▶ **BRANO DELL'ESERCIZIO**
-.-.-
Il nuovo capo del Viminale e l’Italia sono rimasti fermi sul voto contrario alla bozza di riforma del regolamento di Dublino presentata da Sofia. Tra i Paesi del Sud Europa solo Grecia, Malta, e Cipro hanno lasciato uno spiraglio ai negoziati, spaccando così il fronte mediterraneo. Il testo passerà ora all’attenzione del presidente del Consiglio europeo Donald Tusk, che deciderà come portare avanti la discussione al summit dei leader di fine giugno. “Non dobbiamo risparmiare gli sforzi per continuare ad avanzare con uno spirito costruttivo, questo mese”, ha detto il commissario Ue alla Migrazione Dimitris Avramopoulos all’Ansa. “In passato ci siamo impegnati tutti a concordare su una riforma duratura. Ora dobbiamo assumerci le nostre responsabilità e portare avanti il lavoro”, ha concluso.
Anche l’Italia contribuisca a “gettare un ponte” tra le istituzioni Ue per favorire uno “spirito di cooperazione che consenta una riforma pragmatica” del sistema d’asilo. È l’appello che arriva invece dal presidente del Parlamento europeo Antonio Tajani in una lettera inviata al neo presidente del Consiglio Giuseppe Conte e agli altri leader Ue in vista del vertice di fine mese. “Sarà probabilmente l’ultima possibilità – scrive Tajani – durante questa legislatura” per avviare un negoziato tra Consiglio e Pe e avere una riforma basata sulla solidarietà. “La proposta del Parlamento europeo è l’unica che mette insieme fermezza e solidarietà. E’ su questa base che gli Stati membri e il Consiglio devono lavorare”, ha aggiunto Tajani su Twitter.
“L’Europa ha bisogno di un’intesa sulla riforma di Dublino, ma con le elezioni delle destre in Europa c’è un problema per raggiungere un compromesso oggi. C’è un clima politico più duro“, ha analizzato il ministro alla migrazione svedese Helene Fritzon. “Non si tratta solo dell’Italia”, ha aggiunto. “Abbiamo ancora molte questioni aperte” e “ci sono molti Stati membri che hanno punti di cui vogliono discutere”, ha ammesso anche il ministro alla Migrazione olandese Mark Harbers. “Ci sono cose che anch’io vorrei cambiare nel futuro. Con la discussione di oggi dobbiamo vedere se ci sono soluzioni che possiamo sostenere”, ha precisato Harbers al suo arrivo al consiglio Affari interni Ue.
-.-.-
▶ **DATI DELL'ESERCIZIO**
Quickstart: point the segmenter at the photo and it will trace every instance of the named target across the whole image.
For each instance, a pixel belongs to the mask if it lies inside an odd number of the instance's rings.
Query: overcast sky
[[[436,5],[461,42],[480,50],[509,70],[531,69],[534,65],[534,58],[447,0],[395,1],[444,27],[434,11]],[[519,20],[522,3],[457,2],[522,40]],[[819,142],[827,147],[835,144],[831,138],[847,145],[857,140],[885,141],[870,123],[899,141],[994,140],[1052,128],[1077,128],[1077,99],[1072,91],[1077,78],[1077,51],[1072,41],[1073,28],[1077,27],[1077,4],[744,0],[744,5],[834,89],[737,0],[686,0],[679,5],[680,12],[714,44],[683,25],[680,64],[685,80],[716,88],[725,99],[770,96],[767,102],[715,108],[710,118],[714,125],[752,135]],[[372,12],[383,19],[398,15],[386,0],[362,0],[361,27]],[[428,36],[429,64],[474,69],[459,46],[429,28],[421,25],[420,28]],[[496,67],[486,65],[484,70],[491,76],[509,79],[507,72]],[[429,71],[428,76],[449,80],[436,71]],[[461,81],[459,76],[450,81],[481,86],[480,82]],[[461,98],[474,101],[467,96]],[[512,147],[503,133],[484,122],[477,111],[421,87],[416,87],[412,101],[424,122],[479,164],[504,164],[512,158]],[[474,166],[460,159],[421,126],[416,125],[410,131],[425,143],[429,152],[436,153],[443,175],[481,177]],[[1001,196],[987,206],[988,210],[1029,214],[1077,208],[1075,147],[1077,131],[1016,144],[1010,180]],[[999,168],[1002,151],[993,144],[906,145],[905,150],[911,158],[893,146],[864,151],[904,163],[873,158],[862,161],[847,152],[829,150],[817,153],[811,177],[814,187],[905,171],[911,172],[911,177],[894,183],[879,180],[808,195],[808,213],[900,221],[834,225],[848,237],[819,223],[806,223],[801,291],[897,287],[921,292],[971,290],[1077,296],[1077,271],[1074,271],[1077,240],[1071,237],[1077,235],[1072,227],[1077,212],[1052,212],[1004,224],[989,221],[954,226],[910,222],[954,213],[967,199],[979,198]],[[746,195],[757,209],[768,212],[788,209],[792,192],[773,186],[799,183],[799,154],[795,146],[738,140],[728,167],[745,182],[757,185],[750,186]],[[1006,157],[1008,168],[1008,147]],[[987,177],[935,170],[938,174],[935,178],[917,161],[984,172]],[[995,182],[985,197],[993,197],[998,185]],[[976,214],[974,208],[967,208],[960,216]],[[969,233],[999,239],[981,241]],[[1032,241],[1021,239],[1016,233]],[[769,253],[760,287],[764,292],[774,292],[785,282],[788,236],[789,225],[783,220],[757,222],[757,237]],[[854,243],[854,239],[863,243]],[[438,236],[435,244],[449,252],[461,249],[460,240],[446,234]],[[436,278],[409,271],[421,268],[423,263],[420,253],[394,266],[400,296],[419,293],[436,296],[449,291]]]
-.-.-
▶ **CONSEGNE**
(a) Secondo il brano, chi deciderà come portare avanti la discussione al summit dei leader di fine giugno?
(b) Riporta tutte le persone che il brano indica con nome e cognome.
L'elenco non serve per svolgere le consegne.

▶ **SOLUZIONI DELLE CONSEGNE**
(a) Donald Tusk, presidente del Consiglio europeo.

(b) Donald Tusk, Dimitris Avramopoulos, Antonio Tajani, Giuseppe Conte, Helene Fritzon, Mark Harbers.